What is required |
Every line in the material below that includes "pole" should be copied.

========================================================================

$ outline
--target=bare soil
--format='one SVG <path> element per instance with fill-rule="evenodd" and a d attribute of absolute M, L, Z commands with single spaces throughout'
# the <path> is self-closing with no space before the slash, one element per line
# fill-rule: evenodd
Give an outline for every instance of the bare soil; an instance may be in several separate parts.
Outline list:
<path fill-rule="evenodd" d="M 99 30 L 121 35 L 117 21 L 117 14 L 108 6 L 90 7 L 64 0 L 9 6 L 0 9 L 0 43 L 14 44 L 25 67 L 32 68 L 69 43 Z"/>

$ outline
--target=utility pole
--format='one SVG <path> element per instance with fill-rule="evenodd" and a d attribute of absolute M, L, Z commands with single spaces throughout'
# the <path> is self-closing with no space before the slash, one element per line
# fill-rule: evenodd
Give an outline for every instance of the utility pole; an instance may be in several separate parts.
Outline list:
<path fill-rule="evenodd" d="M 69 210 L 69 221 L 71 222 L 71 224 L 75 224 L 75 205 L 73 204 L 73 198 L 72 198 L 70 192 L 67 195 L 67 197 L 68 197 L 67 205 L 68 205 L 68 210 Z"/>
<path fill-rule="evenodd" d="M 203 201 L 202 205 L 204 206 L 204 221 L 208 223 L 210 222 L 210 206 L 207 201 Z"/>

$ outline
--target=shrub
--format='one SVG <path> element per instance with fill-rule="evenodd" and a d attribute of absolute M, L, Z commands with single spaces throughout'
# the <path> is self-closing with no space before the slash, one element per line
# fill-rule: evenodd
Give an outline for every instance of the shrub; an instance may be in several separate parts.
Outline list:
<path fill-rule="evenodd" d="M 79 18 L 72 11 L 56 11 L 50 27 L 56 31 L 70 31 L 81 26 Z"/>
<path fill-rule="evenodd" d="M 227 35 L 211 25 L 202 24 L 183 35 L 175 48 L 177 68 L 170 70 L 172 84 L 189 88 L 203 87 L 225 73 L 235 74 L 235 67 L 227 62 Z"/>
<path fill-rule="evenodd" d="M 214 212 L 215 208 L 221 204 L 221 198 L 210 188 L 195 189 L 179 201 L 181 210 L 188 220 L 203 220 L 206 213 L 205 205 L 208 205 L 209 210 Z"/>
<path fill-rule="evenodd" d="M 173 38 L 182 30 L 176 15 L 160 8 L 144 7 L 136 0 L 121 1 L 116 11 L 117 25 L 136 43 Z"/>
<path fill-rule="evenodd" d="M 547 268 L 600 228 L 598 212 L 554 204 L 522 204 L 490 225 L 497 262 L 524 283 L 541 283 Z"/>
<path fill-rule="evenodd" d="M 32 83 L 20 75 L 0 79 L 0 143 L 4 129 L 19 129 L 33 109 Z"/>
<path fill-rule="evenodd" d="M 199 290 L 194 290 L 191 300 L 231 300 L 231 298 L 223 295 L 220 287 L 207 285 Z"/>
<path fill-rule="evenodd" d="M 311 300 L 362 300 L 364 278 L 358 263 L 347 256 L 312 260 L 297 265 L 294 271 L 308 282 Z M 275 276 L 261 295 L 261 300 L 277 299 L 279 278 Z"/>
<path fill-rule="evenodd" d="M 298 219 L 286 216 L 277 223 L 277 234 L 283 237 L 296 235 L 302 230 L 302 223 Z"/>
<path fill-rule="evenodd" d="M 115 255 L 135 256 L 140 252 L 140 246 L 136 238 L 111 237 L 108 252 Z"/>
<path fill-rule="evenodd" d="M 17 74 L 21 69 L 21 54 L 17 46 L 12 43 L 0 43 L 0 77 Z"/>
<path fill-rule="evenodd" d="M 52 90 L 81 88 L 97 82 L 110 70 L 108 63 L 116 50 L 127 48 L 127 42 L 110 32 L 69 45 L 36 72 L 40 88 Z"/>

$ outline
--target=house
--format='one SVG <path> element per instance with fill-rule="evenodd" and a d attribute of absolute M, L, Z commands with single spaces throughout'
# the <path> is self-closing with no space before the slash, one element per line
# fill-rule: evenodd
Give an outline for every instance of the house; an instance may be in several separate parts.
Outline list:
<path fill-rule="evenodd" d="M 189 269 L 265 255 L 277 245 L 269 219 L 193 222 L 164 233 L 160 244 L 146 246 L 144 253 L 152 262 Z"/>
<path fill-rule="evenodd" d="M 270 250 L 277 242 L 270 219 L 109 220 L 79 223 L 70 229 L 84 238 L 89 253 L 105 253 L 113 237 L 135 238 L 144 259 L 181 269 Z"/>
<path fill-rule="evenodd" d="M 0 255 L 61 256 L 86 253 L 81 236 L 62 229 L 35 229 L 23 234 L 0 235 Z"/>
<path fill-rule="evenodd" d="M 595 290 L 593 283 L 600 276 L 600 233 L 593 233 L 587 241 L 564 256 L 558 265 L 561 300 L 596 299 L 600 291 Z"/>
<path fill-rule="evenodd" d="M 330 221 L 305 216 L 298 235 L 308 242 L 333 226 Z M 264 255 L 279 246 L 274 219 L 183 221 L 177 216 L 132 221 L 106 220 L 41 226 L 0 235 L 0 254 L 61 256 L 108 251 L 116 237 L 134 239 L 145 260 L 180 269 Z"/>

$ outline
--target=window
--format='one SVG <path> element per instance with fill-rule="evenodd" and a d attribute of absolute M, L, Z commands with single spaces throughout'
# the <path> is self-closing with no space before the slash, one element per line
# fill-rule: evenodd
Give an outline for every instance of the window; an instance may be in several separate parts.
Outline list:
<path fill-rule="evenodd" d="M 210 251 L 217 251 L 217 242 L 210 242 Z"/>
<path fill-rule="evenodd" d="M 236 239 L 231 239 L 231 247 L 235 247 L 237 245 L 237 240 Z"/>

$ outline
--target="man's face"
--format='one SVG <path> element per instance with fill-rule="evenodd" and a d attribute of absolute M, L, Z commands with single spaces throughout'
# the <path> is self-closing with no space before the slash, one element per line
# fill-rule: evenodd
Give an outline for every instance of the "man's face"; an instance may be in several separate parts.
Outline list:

========================================================================

Answer for this exercise |
--target=utility pole
Give an outline for every instance of the utility pole; an instance may be in several separate parts.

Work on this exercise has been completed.